__TASK STATEMENT__: Every entry should be transcribed word for word, so that nothing is missing.

[Dataset entries]
-=-=-=-=-
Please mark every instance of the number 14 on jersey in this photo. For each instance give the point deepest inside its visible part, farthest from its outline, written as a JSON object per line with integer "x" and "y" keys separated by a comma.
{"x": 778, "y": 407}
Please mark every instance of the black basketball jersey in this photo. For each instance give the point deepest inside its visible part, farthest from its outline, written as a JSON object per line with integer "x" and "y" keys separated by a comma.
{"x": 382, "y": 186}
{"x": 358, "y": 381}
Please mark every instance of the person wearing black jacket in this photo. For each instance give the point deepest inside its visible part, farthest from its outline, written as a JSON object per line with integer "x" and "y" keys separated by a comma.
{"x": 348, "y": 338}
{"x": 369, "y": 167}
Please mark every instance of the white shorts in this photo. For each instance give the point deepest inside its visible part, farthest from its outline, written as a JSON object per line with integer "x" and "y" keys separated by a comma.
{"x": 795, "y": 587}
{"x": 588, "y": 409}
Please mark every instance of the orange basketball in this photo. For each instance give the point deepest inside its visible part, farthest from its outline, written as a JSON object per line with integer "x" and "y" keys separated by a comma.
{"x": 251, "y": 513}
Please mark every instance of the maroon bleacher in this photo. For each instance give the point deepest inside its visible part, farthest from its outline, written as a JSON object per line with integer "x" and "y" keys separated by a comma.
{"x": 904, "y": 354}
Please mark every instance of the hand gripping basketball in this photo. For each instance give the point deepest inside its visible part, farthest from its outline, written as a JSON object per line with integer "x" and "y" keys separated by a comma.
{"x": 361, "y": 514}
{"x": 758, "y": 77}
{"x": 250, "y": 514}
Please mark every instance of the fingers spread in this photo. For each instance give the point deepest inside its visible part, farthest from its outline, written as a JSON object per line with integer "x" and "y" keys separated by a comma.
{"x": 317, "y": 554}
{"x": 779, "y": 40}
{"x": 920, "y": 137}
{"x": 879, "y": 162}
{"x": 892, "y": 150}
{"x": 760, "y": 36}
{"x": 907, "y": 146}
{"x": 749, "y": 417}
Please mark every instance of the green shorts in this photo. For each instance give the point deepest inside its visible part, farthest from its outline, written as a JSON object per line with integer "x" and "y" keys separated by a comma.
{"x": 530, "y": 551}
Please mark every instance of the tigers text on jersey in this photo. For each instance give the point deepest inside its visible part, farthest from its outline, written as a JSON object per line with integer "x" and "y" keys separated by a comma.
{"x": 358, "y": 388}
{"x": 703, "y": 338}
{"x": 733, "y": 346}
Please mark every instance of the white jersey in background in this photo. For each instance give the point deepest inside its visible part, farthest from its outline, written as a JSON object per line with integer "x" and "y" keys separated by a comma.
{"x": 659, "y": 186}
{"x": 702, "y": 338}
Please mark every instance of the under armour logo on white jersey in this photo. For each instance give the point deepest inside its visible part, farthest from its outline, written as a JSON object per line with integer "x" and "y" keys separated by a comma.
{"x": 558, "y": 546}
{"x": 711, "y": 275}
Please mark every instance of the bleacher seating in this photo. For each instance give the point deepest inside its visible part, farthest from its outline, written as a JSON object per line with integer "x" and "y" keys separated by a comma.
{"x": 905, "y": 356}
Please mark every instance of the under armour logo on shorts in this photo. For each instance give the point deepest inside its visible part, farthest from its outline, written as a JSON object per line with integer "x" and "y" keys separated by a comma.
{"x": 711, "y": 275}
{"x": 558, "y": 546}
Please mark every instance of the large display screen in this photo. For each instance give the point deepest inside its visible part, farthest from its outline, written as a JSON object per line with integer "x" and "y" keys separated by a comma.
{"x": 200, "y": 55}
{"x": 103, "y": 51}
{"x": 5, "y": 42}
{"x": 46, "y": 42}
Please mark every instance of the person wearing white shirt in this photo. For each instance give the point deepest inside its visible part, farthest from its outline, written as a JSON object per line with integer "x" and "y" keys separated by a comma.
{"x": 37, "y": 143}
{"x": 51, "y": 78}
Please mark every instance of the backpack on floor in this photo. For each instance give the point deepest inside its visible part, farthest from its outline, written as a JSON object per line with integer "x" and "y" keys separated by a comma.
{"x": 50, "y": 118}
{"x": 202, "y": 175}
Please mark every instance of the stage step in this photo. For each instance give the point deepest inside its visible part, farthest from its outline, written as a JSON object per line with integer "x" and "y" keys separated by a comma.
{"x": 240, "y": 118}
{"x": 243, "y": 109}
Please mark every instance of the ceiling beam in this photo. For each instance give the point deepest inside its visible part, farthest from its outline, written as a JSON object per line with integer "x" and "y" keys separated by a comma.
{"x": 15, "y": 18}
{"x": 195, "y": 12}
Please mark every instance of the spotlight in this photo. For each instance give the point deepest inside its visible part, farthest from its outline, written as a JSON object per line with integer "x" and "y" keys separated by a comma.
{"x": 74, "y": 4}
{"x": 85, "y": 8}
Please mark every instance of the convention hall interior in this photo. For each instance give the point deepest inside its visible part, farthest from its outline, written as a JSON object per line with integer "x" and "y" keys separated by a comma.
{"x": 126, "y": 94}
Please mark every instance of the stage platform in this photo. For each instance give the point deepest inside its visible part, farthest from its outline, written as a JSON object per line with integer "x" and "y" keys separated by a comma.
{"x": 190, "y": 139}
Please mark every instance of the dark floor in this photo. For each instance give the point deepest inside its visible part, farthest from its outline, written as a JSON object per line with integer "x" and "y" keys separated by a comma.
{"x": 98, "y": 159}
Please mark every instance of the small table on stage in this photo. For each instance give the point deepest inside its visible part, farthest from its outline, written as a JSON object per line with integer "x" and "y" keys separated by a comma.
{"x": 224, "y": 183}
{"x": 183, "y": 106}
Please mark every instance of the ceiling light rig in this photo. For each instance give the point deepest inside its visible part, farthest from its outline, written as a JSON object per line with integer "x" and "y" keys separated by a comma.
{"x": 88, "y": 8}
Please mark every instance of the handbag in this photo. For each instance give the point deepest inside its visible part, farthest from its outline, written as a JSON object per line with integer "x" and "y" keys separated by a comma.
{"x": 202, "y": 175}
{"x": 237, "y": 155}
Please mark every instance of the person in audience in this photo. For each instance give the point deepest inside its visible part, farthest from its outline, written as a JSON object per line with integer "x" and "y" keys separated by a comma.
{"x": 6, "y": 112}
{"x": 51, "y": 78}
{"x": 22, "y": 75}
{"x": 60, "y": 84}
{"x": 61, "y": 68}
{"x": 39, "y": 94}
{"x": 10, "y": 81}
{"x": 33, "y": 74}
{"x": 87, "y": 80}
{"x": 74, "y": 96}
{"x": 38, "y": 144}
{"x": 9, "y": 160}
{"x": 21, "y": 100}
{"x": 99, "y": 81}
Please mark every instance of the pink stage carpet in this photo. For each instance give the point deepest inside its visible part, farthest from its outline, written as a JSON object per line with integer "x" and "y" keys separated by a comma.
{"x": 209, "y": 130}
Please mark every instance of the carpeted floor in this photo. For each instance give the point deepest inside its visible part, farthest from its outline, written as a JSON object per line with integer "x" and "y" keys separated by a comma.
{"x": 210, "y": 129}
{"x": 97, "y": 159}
-=-=-=-=-
__FINAL ANSWER__:
Please mark every instance of the number 14 on jersey in this photo. For each instance give the point deepest inside its visible part, farthest from its outline, written as a JSON object per line with integer "x" and "y" keys separated by a comma.
{"x": 778, "y": 407}
Please mark every instance of the black basketball jersey in this photo. For each instance give the point deepest inside its visible part, farthest from its outline, written as a JSON object per line with integer "x" and "y" keys separated by a comma.
{"x": 382, "y": 186}
{"x": 358, "y": 381}
Please mark every instance of the person wearing black jacket in this photo. For each instance give the point deepest inside its visible part, farthest from its outline, written as a JSON object per line with integer "x" and "y" keys separated by a comma.
{"x": 348, "y": 338}
{"x": 369, "y": 167}
Please mark every instance of the white shorts in this photo. For each instance give the point deepest inside its visible part, farthest from its outline, written as a JSON object per line with integer "x" and "y" keys separated by a comma.
{"x": 795, "y": 587}
{"x": 588, "y": 409}
Please mark every instance of the orange basketball in this photo. For each instance give the point deepest inside its visible part, farthest from its outline, written as a JSON object per line with integer "x" and "y" keys separated by a comma.
{"x": 251, "y": 513}
Please mark every instance of the maroon bleacher in this photo. For each instance give the point deepest inside its visible part, farthest from its outline, written as a JSON object per line with integer "x" and "y" keys separated by a comma.
{"x": 904, "y": 354}
Please mark every instance of the hand gripping basketball in this photo. For each instance give the point deepest inside its visible part, farthest from its outline, written as a JSON object per line with integer "x" and "y" keys separated by a comma.
{"x": 361, "y": 514}
{"x": 758, "y": 77}
{"x": 250, "y": 514}
Please mark every instance of the fingers spread in this photo. For each instance give the point deepest inside its visible part, farthest from its outline, written as a JSON object per line with integer "x" and "y" keys separated by a comma.
{"x": 317, "y": 554}
{"x": 779, "y": 40}
{"x": 920, "y": 137}
{"x": 879, "y": 162}
{"x": 892, "y": 150}
{"x": 760, "y": 36}
{"x": 907, "y": 146}
{"x": 749, "y": 417}
Please mark every instance of the green shorts in this photo. For each instance give the point deepest inside its visible part, farthest from its outline, written as a JSON object per line with integer "x" and "y" keys separated by a comma.
{"x": 530, "y": 551}
Please mark every instance of the tigers text on jersey in this photo. For each instance give the point deepest inside its visible part, farthest from its outline, written as a JSON object per line with integer "x" and "y" keys separated by a comma.
{"x": 358, "y": 388}
{"x": 703, "y": 338}
{"x": 733, "y": 346}
Please mark every instance of the white jersey in background in this photo. For each instance give the point deepest inside its visible part, farthest from its outline, written as a JSON object per line with integer "x" and "y" keys separated by a comma.
{"x": 659, "y": 186}
{"x": 702, "y": 338}
Please mark every instance of the under armour logo on white jersey in this photo. For each instance give the point deepest inside its visible part, farthest from its outline, written as a JSON object per line with integer "x" and "y" keys separated by a comma.
{"x": 558, "y": 546}
{"x": 711, "y": 275}
Please mark every instance of the bleacher seating in this photo. For each instance give the point deepest inside its visible part, farthest from its outline, written as a JSON object per line with integer "x" and "y" keys separated by a comma.
{"x": 905, "y": 356}
Please mark every instance of the under armour logo on shorts in this photo. For each instance give the point deepest inside its visible part, farthest from its outline, written as a JSON object per line with integer "x" and "y" keys separated by a comma.
{"x": 711, "y": 275}
{"x": 558, "y": 546}
Please mark every instance of the large display screen in this photo. For each instance give the point deepest inside its visible part, farthest from its outline, written as a JSON object per line with integer "x" and "y" keys separated by a comma.
{"x": 200, "y": 55}
{"x": 103, "y": 51}
{"x": 5, "y": 42}
{"x": 46, "y": 42}
Please mark every instance of the person wearing white shirt in this photo. For each instance give the point deepest inside its visible part, farthest from its outline, written as a JSON object per line with integer "x" and "y" keys separated by a comma.
{"x": 37, "y": 143}
{"x": 51, "y": 78}
Please mark every instance of the backpack on floor in this photo. For each instance give the point deepest inside its visible part, farthest from its outline, written as a JSON object per line with integer "x" and "y" keys separated by a comma.
{"x": 50, "y": 118}
{"x": 202, "y": 175}
Please mark every instance of the stage step in this photo. For each instance give the point deepest inside its visible part, farthest from its outline, written as a JSON object per line with integer "x" and "y" keys separated by a comma.
{"x": 240, "y": 118}
{"x": 243, "y": 109}
Please mark every instance of the ceiling beam in this photo. For each instance give the point deepest inside its visible part, farthest from its outline, written as a JSON object per line with integer "x" and "y" keys separated by a comma.
{"x": 15, "y": 18}
{"x": 195, "y": 12}
Please mark every instance of the spotlight in this photo. For each instance give the point deepest inside its visible part, farthest from its outline, written as a JSON object per line with integer "x" and "y" keys separated by a comma.
{"x": 74, "y": 4}
{"x": 85, "y": 8}
Please mark every instance of the convention hall interior in this photo. For each instance give the point deepest inside its visible part, farthest from its outline, written as a JSON object per line with integer "x" and "y" keys separated by a comma.
{"x": 126, "y": 94}
Please mark every instance of the stage platform in this photo. For each instance give the point deepest inside its visible part, farthest from its outline, written as a JSON object per line with integer "x" and "y" keys separated by a comma.
{"x": 190, "y": 139}
Please mark every instance of the dark floor in this photo. For each instance give the point deepest inside its visible part, farthest from its outline, written as a JSON object per line with integer "x" and "y" keys separated by a comma.
{"x": 98, "y": 159}
Please mark every instance of the small table on stage in this photo. For each instance give the point deepest inside its visible part, farthest from its outline, written as a JSON object per line with integer "x" and "y" keys separated by a comma.
{"x": 224, "y": 183}
{"x": 183, "y": 106}
Please mark every instance of the ceiling light rig in this photo. For each instance give the point deepest inside its visible part, farthest from its outline, written as a JSON object per line with integer "x" and "y" keys separated by a comma.
{"x": 88, "y": 8}
Please mark every instance of the handbag in this photo. For each instance give the point deepest inside its visible part, farthest from its outline, written as a JSON object per line with integer "x" and "y" keys separated by a comma.
{"x": 202, "y": 175}
{"x": 237, "y": 155}
Please mark every instance of the person in audience in this photo. For each instance give the point deepest inside its visible part, farthest from its outline, written as a JSON object per line with integer "x" and "y" keys separated by a comma.
{"x": 6, "y": 112}
{"x": 51, "y": 78}
{"x": 22, "y": 75}
{"x": 60, "y": 84}
{"x": 61, "y": 68}
{"x": 39, "y": 94}
{"x": 10, "y": 81}
{"x": 33, "y": 74}
{"x": 87, "y": 80}
{"x": 74, "y": 96}
{"x": 38, "y": 144}
{"x": 9, "y": 160}
{"x": 21, "y": 100}
{"x": 99, "y": 81}
Please mark every instance of the pink stage carpet in this photo. For each instance give the point deepest inside its visible part, farthest from its outline, written as a JSON object per line with integer "x" and "y" keys separated by a comma.
{"x": 209, "y": 130}
Please mark every instance of the carpeted floor in this photo. For each instance give the point deepest inside its visible part, farthest from its outline, written as a JSON object per line with integer "x" and "y" keys separated by a comma.
{"x": 210, "y": 129}
{"x": 97, "y": 159}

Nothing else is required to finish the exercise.